:: Exercise directions ::
How many lines in the listing below contain the word "hardcover"? Reply with the number alone.

_____

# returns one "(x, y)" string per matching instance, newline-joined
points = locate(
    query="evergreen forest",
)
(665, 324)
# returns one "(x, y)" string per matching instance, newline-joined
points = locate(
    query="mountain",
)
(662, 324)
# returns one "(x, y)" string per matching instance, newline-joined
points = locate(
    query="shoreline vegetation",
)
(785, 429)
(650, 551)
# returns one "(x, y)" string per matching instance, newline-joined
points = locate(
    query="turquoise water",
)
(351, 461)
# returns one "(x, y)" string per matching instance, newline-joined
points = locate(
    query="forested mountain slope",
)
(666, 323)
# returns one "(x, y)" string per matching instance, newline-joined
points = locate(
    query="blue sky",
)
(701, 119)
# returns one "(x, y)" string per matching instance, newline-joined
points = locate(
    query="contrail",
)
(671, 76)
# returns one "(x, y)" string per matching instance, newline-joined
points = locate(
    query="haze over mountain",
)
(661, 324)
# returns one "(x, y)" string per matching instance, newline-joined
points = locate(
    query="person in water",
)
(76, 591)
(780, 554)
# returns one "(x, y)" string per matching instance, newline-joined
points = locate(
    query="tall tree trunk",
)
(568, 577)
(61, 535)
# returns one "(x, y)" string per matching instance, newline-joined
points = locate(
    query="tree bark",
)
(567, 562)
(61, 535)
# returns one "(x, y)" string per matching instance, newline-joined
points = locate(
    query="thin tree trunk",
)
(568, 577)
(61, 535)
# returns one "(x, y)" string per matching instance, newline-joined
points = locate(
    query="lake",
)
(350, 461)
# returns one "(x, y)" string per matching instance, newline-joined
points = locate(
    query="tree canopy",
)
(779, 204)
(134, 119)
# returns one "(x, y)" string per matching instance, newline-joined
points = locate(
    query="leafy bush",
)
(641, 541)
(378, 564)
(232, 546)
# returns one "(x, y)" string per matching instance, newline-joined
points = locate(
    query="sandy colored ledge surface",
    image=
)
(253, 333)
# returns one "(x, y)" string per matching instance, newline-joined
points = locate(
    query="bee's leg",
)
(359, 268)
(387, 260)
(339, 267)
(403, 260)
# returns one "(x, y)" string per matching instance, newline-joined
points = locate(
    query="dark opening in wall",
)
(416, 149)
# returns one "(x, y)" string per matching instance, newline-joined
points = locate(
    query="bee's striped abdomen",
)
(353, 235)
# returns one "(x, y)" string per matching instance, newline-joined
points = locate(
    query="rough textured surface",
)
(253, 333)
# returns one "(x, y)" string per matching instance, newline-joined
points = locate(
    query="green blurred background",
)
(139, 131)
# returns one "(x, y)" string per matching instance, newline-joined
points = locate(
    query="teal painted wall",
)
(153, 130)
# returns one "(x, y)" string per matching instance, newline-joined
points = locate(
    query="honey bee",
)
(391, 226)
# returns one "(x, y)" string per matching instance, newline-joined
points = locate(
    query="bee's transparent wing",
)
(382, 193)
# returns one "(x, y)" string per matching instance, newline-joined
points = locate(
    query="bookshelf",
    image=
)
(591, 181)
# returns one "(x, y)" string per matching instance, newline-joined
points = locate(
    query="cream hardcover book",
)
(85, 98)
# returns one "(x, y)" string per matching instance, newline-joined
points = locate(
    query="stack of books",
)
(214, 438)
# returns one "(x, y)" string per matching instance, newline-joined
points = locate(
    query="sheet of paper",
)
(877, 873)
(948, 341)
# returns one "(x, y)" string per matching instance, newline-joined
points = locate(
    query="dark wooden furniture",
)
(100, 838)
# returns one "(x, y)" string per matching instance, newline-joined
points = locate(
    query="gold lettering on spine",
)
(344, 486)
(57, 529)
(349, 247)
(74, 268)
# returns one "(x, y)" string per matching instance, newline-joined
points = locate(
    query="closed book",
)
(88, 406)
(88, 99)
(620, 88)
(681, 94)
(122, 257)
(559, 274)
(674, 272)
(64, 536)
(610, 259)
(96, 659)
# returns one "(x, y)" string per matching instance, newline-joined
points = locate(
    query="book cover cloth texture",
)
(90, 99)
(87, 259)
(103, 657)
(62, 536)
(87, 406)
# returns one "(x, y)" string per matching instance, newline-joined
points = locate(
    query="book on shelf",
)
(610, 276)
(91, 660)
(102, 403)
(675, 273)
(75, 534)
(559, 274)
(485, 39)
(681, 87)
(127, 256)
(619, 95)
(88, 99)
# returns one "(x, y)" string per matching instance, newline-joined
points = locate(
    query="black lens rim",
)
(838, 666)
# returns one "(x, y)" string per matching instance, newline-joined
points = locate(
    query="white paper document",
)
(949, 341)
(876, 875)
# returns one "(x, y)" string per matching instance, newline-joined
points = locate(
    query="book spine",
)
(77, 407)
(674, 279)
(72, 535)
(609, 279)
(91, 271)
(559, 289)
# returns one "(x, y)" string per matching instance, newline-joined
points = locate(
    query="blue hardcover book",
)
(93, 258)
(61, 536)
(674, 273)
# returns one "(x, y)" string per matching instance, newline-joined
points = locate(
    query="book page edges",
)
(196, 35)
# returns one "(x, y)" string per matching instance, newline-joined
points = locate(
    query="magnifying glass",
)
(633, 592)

_____

:: Task result ::
2